(Beginning of Data excerpts)

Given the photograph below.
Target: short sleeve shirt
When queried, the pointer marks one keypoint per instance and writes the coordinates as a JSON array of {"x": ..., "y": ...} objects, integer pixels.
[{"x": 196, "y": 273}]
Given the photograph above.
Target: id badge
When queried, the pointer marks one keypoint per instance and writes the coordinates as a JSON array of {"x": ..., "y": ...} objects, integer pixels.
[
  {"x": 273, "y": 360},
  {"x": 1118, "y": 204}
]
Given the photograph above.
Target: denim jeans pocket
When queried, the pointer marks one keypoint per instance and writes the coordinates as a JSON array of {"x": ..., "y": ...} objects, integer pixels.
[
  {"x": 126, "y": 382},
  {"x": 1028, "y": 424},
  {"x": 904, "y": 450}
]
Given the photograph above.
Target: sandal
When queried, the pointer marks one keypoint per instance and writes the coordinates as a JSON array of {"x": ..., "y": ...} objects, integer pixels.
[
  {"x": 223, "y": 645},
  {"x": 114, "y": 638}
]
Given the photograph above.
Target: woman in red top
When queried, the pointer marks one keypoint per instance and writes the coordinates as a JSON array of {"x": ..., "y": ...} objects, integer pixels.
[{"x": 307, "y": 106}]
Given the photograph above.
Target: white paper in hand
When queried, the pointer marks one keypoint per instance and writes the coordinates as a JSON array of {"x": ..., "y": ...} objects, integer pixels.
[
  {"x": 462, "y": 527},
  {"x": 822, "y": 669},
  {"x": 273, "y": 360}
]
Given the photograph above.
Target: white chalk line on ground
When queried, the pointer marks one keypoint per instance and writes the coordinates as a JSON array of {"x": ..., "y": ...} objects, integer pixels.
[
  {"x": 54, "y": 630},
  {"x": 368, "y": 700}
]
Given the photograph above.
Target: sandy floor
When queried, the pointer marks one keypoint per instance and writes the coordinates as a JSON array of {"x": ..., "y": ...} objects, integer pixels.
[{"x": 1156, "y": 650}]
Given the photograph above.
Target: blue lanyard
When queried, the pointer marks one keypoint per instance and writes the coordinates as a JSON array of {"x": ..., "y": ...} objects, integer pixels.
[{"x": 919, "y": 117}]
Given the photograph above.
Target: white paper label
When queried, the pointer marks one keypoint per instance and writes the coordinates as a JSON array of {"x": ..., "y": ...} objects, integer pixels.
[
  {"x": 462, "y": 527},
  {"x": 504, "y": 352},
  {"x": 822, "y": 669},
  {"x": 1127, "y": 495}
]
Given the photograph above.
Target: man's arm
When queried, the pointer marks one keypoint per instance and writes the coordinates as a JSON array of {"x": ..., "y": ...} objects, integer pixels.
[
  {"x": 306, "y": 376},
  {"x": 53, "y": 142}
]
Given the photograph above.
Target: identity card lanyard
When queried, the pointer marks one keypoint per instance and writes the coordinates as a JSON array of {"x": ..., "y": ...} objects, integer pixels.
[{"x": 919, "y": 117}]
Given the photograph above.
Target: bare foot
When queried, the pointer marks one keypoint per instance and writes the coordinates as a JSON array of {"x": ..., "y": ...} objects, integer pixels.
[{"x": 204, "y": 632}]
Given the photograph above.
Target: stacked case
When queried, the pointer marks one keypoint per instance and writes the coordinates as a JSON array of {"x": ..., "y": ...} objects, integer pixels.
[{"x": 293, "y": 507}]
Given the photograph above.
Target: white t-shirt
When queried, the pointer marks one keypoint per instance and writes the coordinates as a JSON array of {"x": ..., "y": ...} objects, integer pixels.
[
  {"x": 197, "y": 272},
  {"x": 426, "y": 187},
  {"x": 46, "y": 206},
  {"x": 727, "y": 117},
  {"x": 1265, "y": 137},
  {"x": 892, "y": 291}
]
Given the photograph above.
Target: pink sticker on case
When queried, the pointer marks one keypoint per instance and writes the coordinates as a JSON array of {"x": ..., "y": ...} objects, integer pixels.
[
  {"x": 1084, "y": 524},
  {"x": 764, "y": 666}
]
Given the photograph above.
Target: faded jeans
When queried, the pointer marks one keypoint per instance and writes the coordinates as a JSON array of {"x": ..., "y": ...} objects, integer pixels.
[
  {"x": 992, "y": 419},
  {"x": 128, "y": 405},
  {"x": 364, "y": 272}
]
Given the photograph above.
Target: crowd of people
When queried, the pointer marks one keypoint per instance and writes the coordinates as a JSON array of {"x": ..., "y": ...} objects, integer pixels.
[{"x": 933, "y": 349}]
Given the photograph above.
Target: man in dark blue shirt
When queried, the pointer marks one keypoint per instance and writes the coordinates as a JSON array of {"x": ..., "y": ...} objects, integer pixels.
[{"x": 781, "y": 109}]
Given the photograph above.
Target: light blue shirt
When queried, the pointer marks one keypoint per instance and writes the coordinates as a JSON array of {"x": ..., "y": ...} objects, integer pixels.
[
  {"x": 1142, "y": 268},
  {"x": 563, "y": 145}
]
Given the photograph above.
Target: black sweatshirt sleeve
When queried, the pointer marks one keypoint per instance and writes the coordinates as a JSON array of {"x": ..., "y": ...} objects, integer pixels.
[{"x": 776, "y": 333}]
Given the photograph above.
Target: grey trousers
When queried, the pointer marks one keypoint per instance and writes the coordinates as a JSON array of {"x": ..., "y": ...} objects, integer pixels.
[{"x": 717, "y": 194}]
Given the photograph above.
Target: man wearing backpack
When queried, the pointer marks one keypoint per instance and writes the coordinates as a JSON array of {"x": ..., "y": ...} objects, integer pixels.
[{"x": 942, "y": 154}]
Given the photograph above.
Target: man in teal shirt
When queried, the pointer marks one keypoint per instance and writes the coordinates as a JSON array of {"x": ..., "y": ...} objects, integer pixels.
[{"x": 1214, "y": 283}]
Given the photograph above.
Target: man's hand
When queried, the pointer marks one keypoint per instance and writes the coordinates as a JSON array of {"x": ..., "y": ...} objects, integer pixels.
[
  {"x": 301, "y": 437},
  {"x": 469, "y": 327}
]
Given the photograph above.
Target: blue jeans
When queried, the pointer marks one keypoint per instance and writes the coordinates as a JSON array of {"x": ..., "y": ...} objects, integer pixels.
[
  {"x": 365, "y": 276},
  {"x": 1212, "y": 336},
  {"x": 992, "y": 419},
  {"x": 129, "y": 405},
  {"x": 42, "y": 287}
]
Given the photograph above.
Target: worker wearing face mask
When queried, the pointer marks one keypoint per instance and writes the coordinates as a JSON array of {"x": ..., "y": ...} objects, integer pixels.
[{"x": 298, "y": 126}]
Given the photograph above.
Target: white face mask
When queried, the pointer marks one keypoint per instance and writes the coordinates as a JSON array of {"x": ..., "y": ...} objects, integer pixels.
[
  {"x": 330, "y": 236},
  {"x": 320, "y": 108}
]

(End of Data excerpts)

Problem to solve. Every entry should be output exactly as written, please.

Reply.
Given the photograph below.
Target: short sleeve shirt
When queried, the pointer marks one keypoint per instance and writes the coordinates as a JSON array of {"x": ..., "y": ...} objects, integer pixels.
[{"x": 196, "y": 273}]
Given the photograph above.
Target: id badge
When queried, the pointer marks one keypoint per instance and writes the coordinates as a JSON array of {"x": ..., "y": ...} objects, integer pixels.
[
  {"x": 273, "y": 360},
  {"x": 1118, "y": 204}
]
Given the photograph above.
Target: denim jeans pocket
When queried, the pointer marks one keypoint per instance and writes the coordinates as a JSON array of {"x": ..., "y": ...} objects, integer pixels.
[
  {"x": 126, "y": 382},
  {"x": 1028, "y": 424},
  {"x": 904, "y": 450}
]
Given the photograph above.
Target: sandal
When queried, the pointer marks one keypoint per instance and writes the coordinates as a JSON array of {"x": ..., "y": ...} objects, integer pixels.
[
  {"x": 223, "y": 645},
  {"x": 114, "y": 638}
]
Given the photograph above.
Target: woman in red top
When queried, the pointer marks one keypoint per instance and writes the coordinates as a JSON array of {"x": ..., "y": ...} objects, integer pixels.
[{"x": 307, "y": 106}]
Given the photograph above.
Target: white paper in hand
When queried, the pointer marks one keypoint per instance and writes the coordinates as a JSON array of {"x": ..., "y": ...} objects, integer pixels.
[
  {"x": 462, "y": 527},
  {"x": 822, "y": 669},
  {"x": 273, "y": 360}
]
Given the photograph above.
Target: white chalk line on ground
When queried, the pointer marks one keypoint per instance and writes the coordinates as a JSON array of {"x": ..., "y": ...} objects, integer pixels.
[
  {"x": 54, "y": 630},
  {"x": 368, "y": 700}
]
Given the photograph above.
Target: sandy floor
When queried, the pointer marks one keypoint per instance and writes the coordinates as a JSON array of {"x": ..., "y": ...} objects, integer pixels.
[{"x": 1156, "y": 650}]
Given the photograph above.
Target: blue lanyard
When queried, the pointer marks one keypoint per instance and writes the coordinates as a JSON array of {"x": ..., "y": ...} objects, integer pixels.
[{"x": 919, "y": 117}]
Given the photograph above.
Target: white paper label
When queried, the pointer marks one keypoint per instance and writes the coordinates as a JSON array of {"x": ..., "y": ...} objects, integer pixels.
[
  {"x": 462, "y": 527},
  {"x": 504, "y": 352},
  {"x": 822, "y": 669},
  {"x": 1127, "y": 495}
]
Given the photograph above.
Target: man's arm
When queried, the pointer marks one keypoint per instance and writes the coordinates as a JSON array of {"x": ..., "y": ...} objects, integer pixels.
[
  {"x": 306, "y": 376},
  {"x": 53, "y": 142}
]
Given the photograph above.
Target: identity card lanyard
When queried, the pointer marks one keypoint per instance and writes the coordinates as a JSON array of {"x": ..., "y": ...} objects, integer pixels.
[{"x": 919, "y": 117}]
Given the photograph above.
Target: bare foot
When queried, the pointer marks one keypoint per instance and writes the coordinates as a JSON array of {"x": ..., "y": ...} objects, integer pixels.
[{"x": 204, "y": 632}]
Given the photograph above.
Target: stacked case
When queried, the pointer marks one keypoint per instance and writes the coordinates as a JSON array of {"x": ..., "y": ...} objects, integer pixels.
[{"x": 293, "y": 507}]
Given the photograph above.
Target: white t-shirt
When queried, the pointer marks one keypoint per instance and writes the coordinates as a JSON array of {"x": ..., "y": ...} objects, integer pixels.
[
  {"x": 197, "y": 272},
  {"x": 426, "y": 187},
  {"x": 46, "y": 206},
  {"x": 727, "y": 117},
  {"x": 1265, "y": 137},
  {"x": 892, "y": 291}
]
Given the photograph above.
Target: pink sticker on case
When queried, the pointer marks one keypoint per instance and writes the coordinates as a JSON array of {"x": ..., "y": ...} objects, integer pixels.
[
  {"x": 1084, "y": 524},
  {"x": 764, "y": 666}
]
Given the photograph above.
Target: faded jeans
When queried, the pointer marks one keypoint per instance and writes the coordinates as a JSON array of {"x": ..., "y": ...} objects, integer pixels.
[
  {"x": 992, "y": 419},
  {"x": 128, "y": 405},
  {"x": 364, "y": 272}
]
Given the photograph above.
Target: crowd of people
When queried, the pointer marks one keypoint per instance and writes the coordinates as a JSON array of {"x": ..., "y": ...} objects, integer pixels.
[{"x": 933, "y": 349}]
Given the photograph above.
Target: man in dark blue shirt
When queried, the pointer marks one keypoint per instance and writes the coordinates as a JSON array of {"x": ..., "y": ...} objects, integer pixels.
[{"x": 781, "y": 109}]
Given the photograph above.
Target: light blue shirt
When queried, the pointer marks one keypoint per instance and writes the coordinates as a JSON array of {"x": ..., "y": ...} objects, integer pixels.
[
  {"x": 1142, "y": 268},
  {"x": 563, "y": 145}
]
Given the photograph above.
Target: black sweatshirt sleeve
When queried, the pointer marks one keypoint per instance and writes the coordinates as a JSON array of {"x": ..., "y": ...} objects, integer pixels.
[{"x": 776, "y": 333}]
Given the photograph above.
Target: grey trousers
When queried, the pointer marks one keypoint per instance and writes the coordinates as a JSON array of {"x": ..., "y": ...} objects, integer pixels.
[{"x": 717, "y": 194}]
Given the photograph above.
Target: man wearing backpack
When queried, the pointer marks one keypoint per instance and writes the coordinates as a JSON array of {"x": ..., "y": ...} objects, integer pixels.
[{"x": 942, "y": 154}]
Given the photograph above.
Target: man in teal shirt
When queried, the pointer marks one keypoint per instance and writes the coordinates as a JSON array of {"x": ..., "y": ...} objects, integer pixels.
[{"x": 1214, "y": 283}]
Given the photograph above.
Target: man's hand
When queried, the pointer marks one keypoint per instance and writes the coordinates as a JSON array of {"x": ..., "y": ...} objects, integer pixels.
[
  {"x": 301, "y": 437},
  {"x": 469, "y": 327}
]
Given the photograph above.
Target: blue jeans
When queried, the pointer marks one keypoint per instance and writes the coordinates as a JSON array of {"x": ..., "y": ...} objects, integer pixels.
[
  {"x": 365, "y": 276},
  {"x": 1212, "y": 336},
  {"x": 992, "y": 419},
  {"x": 129, "y": 405},
  {"x": 42, "y": 287}
]
Given the photograph above.
Target: worker wearing face mask
When queried, the pointer marks one keypoint per instance and writes the coordinates as a JSON array of {"x": ..., "y": ...} objects, integer pixels.
[{"x": 298, "y": 126}]
Given the photograph above.
Target: white face mask
When queried, the pointer marks one keypoint per instance and writes the coordinates as a JSON array of {"x": ..., "y": ...} objects, integer pixels.
[
  {"x": 330, "y": 236},
  {"x": 320, "y": 108}
]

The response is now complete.